**Exercise goal**.
Please copy out all of the records below, swapping "shaped like this sample" for "matching this sample" wherever it occurs and leaving everything else unchanged.

Pointing dataset records
━━━━━━━━━━━━━━━━━━━━

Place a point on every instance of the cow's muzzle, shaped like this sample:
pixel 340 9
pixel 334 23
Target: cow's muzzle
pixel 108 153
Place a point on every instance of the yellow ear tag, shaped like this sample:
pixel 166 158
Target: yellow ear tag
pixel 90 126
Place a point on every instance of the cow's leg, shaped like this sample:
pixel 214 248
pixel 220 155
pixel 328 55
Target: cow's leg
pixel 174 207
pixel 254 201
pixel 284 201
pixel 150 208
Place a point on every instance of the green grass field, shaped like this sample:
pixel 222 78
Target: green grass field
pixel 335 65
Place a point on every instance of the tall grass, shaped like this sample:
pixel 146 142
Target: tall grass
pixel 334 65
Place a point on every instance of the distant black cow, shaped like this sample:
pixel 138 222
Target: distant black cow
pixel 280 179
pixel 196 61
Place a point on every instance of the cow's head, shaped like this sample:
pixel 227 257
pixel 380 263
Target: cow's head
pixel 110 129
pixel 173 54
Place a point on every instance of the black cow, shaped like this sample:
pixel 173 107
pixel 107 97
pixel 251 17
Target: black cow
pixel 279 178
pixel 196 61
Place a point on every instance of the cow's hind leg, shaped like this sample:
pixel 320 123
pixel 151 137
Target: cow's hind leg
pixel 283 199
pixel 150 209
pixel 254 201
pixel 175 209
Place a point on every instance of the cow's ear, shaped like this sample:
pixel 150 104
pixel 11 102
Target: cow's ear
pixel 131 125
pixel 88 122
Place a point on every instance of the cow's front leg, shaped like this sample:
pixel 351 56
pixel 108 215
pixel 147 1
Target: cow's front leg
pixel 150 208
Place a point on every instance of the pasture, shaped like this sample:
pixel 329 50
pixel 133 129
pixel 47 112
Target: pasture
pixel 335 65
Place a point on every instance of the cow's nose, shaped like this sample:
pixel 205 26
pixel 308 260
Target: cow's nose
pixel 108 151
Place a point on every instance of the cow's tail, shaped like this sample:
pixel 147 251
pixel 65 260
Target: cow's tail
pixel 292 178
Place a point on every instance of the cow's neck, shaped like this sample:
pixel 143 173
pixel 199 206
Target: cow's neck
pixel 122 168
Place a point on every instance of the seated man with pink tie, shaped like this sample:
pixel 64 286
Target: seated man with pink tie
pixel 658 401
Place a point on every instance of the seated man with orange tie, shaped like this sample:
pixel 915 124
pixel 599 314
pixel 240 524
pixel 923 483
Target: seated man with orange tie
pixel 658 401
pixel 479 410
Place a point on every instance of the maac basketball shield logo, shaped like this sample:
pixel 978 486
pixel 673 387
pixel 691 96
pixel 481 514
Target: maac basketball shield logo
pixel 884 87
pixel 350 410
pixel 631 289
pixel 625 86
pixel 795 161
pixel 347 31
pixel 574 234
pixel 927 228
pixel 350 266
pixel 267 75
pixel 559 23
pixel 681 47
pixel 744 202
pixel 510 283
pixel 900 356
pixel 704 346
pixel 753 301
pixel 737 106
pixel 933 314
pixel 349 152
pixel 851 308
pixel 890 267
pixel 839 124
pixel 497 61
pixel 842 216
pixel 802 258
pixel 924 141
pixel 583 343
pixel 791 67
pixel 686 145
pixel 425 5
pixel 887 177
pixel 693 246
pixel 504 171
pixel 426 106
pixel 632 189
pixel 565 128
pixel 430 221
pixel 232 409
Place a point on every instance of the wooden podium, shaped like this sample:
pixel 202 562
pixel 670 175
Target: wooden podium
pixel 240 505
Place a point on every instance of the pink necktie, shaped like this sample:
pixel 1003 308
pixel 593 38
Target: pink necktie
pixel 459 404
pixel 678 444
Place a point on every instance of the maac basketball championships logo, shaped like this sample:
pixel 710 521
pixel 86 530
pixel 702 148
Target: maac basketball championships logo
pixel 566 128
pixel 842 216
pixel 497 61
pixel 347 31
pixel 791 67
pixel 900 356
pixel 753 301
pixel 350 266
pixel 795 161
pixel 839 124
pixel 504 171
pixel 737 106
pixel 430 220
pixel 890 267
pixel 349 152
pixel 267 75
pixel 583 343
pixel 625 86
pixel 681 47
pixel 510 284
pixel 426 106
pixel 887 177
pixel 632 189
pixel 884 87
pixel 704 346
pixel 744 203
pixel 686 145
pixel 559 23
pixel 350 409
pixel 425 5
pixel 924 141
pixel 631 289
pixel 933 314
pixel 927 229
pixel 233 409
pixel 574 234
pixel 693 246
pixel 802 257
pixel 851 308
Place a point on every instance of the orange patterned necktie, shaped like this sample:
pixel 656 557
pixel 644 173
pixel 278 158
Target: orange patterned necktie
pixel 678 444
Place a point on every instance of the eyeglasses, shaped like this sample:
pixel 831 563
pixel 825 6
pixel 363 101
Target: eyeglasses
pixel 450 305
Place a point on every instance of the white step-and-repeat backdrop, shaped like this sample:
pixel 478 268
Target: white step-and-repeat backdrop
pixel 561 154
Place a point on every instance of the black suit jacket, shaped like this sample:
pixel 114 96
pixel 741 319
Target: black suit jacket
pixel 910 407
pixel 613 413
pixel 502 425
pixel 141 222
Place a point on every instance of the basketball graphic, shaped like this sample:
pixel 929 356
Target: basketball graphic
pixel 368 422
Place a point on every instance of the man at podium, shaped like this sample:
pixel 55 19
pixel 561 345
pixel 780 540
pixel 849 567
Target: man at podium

━━━━━━━━━━━━━━━━━━━━

**Task answer**.
Place a point on every instance of the cow's muzzle, matching this sample:
pixel 340 9
pixel 334 23
Target: cow's muzzle
pixel 108 153
Place a point on every instance of the yellow ear tag, matching this sample:
pixel 166 158
Target: yellow ear tag
pixel 90 126
Place a point on every instance of the cow's leg, matching this sample:
pixel 214 248
pixel 220 155
pixel 328 55
Target: cow's leg
pixel 174 207
pixel 254 201
pixel 284 201
pixel 150 208
Place a point on every instance of the green grass field, matching this sample:
pixel 222 78
Target: green grass field
pixel 335 65
Place a point on every instance of the tall grass, matching this sample:
pixel 146 142
Target: tall grass
pixel 334 65
Place a point on every instance of the distant black cow, matching this sample:
pixel 138 222
Target: distant black cow
pixel 280 179
pixel 196 61
Place a point on every instance of the cow's head, matching this sample:
pixel 227 257
pixel 380 263
Target: cow's head
pixel 110 129
pixel 173 54
Place a point on every instance of the black cow, matching this sample:
pixel 173 107
pixel 107 97
pixel 251 17
Target: black cow
pixel 279 178
pixel 196 61
Place a point on every instance of the cow's hind leg, matching this sample:
pixel 320 123
pixel 151 137
Target: cow's hind leg
pixel 283 199
pixel 150 209
pixel 254 201
pixel 175 209
Place a point on every instance of the cow's ear, matching this sample:
pixel 150 104
pixel 11 102
Target: cow's ear
pixel 131 125
pixel 88 122
Place a point on every instance of the cow's front leg, matching this sample:
pixel 351 56
pixel 108 215
pixel 147 1
Target: cow's front leg
pixel 150 208
Place a point on every instance of the pasture, matching this sample:
pixel 329 50
pixel 133 129
pixel 47 112
Target: pasture
pixel 335 65
Place a point on every instance of the cow's nose, matching this sample:
pixel 205 26
pixel 308 260
Target: cow's nose
pixel 108 151
Place a point on every instance of the cow's tail, matching this sample:
pixel 147 251
pixel 65 260
Target: cow's tail
pixel 292 178
Place a point on every instance of the cow's neck, matching this sample:
pixel 143 173
pixel 199 206
Target: cow's neck
pixel 122 168
Place a point on every instance of the seated man with pink tie, matching this sample:
pixel 64 286
Target: seated man with pink tie
pixel 658 401
Place a point on every instance of the seated man with orange tie, matching this sample:
pixel 915 124
pixel 599 314
pixel 240 524
pixel 923 483
Target: seated man with orange tie
pixel 658 401
pixel 479 410
Place a point on every instance of the maac basketball shield logo, matching this sample:
pixel 978 486
pixel 673 387
pixel 691 96
pixel 481 514
Target: maac basketball shield logo
pixel 884 87
pixel 350 410
pixel 631 289
pixel 625 86
pixel 795 161
pixel 347 31
pixel 574 234
pixel 927 228
pixel 350 266
pixel 267 75
pixel 559 23
pixel 681 47
pixel 744 202
pixel 510 283
pixel 900 356
pixel 704 346
pixel 753 301
pixel 737 106
pixel 933 314
pixel 349 152
pixel 851 308
pixel 890 267
pixel 839 124
pixel 497 61
pixel 842 216
pixel 802 258
pixel 924 141
pixel 583 343
pixel 791 67
pixel 686 145
pixel 425 5
pixel 887 177
pixel 693 246
pixel 504 171
pixel 426 106
pixel 632 189
pixel 565 128
pixel 430 221
pixel 232 409
Place a point on every instance of the wooden podium, matching this sample:
pixel 202 562
pixel 670 175
Target: wooden podium
pixel 240 505
Place a point on every instance of the pink necktie, matching this sample:
pixel 1003 308
pixel 593 38
Target: pink necktie
pixel 459 404
pixel 678 444
Place a point on every instance of the maac basketball championships logo, matching this sample:
pixel 710 521
pixel 86 530
pixel 702 148
Target: maac basketball championships logo
pixel 566 128
pixel 842 216
pixel 497 61
pixel 347 31
pixel 791 67
pixel 900 356
pixel 753 301
pixel 350 266
pixel 795 161
pixel 839 124
pixel 504 171
pixel 737 106
pixel 430 220
pixel 890 267
pixel 349 152
pixel 267 75
pixel 583 343
pixel 625 86
pixel 681 47
pixel 510 284
pixel 426 106
pixel 887 177
pixel 632 189
pixel 884 87
pixel 704 346
pixel 744 203
pixel 686 145
pixel 559 23
pixel 350 409
pixel 425 5
pixel 924 141
pixel 631 289
pixel 933 314
pixel 927 229
pixel 233 409
pixel 574 234
pixel 693 246
pixel 802 257
pixel 851 308
Place a point on every instance of the orange patterned necktie, matching this sample:
pixel 656 557
pixel 644 173
pixel 278 158
Target: orange patterned necktie
pixel 678 444
Place a point on every instance of the eyeglasses, matching this sample:
pixel 831 563
pixel 825 6
pixel 363 101
Target: eyeglasses
pixel 450 305
Place a point on every instance of the white step-and-repeat backdrop, matching this sample:
pixel 478 268
Target: white step-and-repeat backdrop
pixel 561 154
Place a point on every instance of the black suit jacket, matching this sample:
pixel 114 96
pixel 741 319
Target: black suit jacket
pixel 910 407
pixel 613 413
pixel 502 425
pixel 141 222
Place a point on every instance of the basketball graphic, matching this sample:
pixel 929 356
Target: basketball graphic
pixel 368 422
Place a point on every instance of the man at podium, matching this sample:
pixel 55 19
pixel 561 345
pixel 780 540
pixel 849 567
Target: man at podium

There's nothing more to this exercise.